┌────────

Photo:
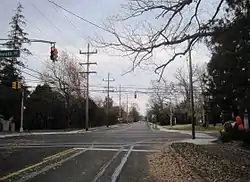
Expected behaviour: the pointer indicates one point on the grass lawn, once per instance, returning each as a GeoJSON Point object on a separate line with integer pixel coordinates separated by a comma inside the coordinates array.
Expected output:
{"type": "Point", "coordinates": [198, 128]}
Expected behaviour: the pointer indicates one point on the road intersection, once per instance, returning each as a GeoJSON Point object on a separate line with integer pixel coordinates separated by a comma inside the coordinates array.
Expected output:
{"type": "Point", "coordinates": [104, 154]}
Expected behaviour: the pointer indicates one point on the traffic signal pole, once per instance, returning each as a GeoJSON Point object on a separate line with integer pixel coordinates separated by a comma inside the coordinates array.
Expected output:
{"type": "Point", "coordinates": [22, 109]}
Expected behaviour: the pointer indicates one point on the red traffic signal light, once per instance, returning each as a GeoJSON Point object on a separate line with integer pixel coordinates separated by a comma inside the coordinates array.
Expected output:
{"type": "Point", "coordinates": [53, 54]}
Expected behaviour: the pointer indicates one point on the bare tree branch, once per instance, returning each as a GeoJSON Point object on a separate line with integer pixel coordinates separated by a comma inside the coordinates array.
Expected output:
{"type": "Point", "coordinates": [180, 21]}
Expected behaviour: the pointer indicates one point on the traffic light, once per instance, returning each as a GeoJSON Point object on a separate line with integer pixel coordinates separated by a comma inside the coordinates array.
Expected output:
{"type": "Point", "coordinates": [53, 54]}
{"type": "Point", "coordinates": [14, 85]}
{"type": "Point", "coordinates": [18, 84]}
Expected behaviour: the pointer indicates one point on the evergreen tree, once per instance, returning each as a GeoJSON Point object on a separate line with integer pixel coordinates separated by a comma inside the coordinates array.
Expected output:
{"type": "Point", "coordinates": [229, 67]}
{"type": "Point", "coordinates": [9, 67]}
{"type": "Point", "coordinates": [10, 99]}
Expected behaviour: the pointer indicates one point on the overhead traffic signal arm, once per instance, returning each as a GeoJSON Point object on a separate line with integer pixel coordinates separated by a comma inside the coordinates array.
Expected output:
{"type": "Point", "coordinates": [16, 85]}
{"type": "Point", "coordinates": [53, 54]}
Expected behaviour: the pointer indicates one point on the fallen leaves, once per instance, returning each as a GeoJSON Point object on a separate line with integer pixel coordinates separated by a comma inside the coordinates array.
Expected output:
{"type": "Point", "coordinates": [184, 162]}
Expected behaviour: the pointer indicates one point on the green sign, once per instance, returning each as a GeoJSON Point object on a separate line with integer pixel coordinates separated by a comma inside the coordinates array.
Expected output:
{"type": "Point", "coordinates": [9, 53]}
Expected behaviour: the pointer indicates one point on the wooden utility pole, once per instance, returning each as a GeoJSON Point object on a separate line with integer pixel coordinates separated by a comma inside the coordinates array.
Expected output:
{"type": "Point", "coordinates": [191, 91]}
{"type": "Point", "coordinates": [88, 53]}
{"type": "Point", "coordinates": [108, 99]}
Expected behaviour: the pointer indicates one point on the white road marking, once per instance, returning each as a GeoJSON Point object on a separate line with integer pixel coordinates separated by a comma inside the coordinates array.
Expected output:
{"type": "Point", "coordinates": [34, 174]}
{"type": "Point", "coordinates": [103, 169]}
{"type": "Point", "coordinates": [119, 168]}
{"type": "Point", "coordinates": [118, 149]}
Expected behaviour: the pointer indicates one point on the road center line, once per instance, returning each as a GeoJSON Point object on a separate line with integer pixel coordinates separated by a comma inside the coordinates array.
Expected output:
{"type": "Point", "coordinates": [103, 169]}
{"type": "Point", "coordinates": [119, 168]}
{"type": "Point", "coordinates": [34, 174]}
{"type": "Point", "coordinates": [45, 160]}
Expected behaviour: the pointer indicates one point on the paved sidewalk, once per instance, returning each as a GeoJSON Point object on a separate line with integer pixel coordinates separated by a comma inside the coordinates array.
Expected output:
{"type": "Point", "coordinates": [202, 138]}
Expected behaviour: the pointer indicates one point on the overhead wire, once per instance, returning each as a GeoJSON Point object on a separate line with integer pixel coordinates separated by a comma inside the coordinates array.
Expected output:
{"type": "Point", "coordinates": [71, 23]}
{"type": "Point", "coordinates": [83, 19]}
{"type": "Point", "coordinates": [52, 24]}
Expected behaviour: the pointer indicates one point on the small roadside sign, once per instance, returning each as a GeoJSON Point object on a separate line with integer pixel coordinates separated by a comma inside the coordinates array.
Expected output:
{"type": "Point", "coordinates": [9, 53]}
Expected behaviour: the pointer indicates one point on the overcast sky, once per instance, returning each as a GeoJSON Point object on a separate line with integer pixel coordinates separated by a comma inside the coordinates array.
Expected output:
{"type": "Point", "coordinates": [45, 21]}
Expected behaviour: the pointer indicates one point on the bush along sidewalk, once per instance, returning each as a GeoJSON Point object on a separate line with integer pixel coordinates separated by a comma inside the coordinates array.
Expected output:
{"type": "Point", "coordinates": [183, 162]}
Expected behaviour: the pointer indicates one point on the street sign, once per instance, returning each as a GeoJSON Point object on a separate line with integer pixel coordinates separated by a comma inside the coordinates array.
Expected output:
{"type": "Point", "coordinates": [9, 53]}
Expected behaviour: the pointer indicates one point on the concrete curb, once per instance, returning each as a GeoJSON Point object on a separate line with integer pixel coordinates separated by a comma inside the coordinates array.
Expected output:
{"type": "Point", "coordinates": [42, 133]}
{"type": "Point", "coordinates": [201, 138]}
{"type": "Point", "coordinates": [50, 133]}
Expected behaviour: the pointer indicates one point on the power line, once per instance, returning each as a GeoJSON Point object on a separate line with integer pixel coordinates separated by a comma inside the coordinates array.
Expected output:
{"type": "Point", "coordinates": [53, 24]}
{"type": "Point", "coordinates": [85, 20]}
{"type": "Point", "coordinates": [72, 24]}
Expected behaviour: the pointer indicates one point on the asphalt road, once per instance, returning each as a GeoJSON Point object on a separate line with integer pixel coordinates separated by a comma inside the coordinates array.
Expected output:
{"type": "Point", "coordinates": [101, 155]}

└────────
┌────────

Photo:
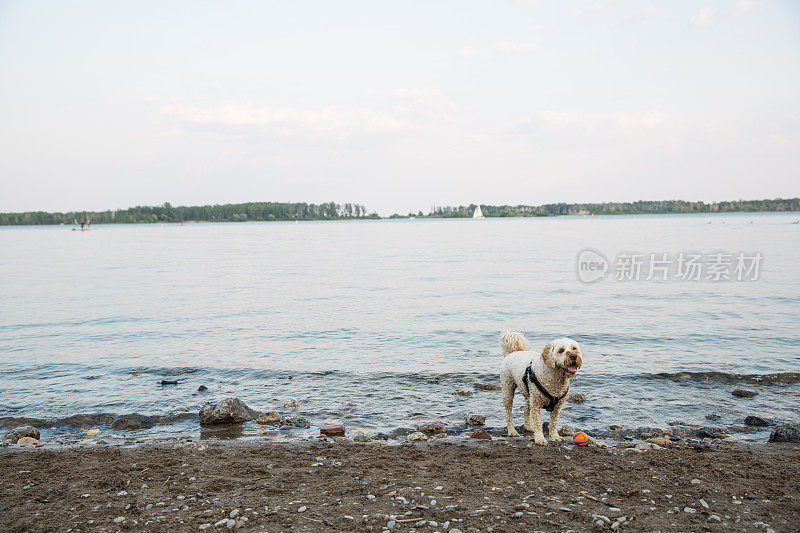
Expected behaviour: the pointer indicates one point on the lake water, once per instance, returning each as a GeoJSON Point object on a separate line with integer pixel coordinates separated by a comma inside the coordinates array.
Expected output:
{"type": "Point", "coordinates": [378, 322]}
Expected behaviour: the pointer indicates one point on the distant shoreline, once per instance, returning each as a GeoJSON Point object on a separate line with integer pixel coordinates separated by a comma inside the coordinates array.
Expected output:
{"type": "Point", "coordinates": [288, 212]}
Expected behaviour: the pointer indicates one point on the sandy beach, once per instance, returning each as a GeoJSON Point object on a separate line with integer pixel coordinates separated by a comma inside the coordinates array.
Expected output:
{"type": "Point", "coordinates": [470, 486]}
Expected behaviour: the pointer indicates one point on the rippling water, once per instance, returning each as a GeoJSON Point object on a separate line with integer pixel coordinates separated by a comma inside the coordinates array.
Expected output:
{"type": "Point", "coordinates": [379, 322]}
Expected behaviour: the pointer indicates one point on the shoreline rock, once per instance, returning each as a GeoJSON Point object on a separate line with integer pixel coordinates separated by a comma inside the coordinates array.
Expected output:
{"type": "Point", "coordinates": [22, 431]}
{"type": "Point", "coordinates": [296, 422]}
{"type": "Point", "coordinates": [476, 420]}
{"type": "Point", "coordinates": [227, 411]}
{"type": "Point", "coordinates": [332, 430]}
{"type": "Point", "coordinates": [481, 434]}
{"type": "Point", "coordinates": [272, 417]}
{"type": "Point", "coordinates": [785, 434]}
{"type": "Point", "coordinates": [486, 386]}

└────────
┌────────

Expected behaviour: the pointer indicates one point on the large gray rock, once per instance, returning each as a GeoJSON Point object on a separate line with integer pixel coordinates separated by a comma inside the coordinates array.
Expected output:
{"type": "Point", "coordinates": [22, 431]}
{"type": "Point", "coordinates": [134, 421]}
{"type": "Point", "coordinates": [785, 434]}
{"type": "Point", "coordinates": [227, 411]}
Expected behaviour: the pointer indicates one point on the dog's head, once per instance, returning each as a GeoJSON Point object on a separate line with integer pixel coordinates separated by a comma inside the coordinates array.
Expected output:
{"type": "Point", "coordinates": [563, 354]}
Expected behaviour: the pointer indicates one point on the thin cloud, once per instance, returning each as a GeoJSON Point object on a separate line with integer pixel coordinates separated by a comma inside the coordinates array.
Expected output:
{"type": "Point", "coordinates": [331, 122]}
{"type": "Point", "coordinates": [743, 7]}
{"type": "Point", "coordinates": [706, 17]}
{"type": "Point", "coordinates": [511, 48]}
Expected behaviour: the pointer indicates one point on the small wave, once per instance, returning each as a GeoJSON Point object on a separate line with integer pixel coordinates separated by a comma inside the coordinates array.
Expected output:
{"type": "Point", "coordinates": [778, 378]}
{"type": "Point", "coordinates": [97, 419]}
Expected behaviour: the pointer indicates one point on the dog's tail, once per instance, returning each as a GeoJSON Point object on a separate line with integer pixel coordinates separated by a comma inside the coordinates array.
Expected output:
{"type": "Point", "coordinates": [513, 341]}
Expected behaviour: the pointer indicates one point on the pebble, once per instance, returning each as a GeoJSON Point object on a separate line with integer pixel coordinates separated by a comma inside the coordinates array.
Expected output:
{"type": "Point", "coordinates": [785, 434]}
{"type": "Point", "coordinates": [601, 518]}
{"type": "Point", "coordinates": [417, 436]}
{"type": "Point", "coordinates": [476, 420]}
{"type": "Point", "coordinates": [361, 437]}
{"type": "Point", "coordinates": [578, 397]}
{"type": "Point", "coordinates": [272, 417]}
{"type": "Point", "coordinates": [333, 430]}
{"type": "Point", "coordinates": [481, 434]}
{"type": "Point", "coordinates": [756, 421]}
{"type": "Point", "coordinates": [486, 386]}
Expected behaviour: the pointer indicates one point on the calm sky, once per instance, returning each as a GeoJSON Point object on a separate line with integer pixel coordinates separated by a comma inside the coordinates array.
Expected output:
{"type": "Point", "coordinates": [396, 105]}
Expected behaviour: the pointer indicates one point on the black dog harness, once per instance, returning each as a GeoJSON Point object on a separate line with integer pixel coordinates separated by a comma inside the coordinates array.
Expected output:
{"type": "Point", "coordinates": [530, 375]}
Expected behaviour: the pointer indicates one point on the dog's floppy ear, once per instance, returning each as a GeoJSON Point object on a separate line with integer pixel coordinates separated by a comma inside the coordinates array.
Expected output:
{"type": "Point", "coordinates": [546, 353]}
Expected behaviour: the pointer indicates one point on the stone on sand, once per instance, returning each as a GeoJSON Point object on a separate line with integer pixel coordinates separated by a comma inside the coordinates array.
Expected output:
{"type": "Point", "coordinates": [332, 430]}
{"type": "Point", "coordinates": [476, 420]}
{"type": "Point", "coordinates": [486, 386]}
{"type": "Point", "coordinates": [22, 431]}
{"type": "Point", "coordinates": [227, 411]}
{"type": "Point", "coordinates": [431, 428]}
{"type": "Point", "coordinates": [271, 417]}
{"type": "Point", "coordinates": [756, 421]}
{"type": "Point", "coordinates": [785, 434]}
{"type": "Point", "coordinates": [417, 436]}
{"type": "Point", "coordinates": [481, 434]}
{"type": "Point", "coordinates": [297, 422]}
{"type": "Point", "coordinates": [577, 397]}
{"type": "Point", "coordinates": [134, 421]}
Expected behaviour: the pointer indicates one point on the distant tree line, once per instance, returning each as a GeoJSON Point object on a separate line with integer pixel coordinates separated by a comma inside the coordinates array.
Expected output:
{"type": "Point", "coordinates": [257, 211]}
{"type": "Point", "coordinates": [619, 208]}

└────────

§ **SET PROBLEM**: Pick out and copy every line in the entries above that contains the string "light". The match is case-sensitive.

§ **OUTPUT**:
Expected behaviour: the pointer indicates one point on the red traffic signal light, once per instance, returning each as a GeoJSON Point object on a separate line with integer pixel coordinates separated by a comma inside the coordinates array.
Expected behaviour: the pointer indicates one point on the traffic light, once per instance, returning each as a GeoJSON Point object on a separate line with integer pixel coordinates separated by a comma inside the coordinates array.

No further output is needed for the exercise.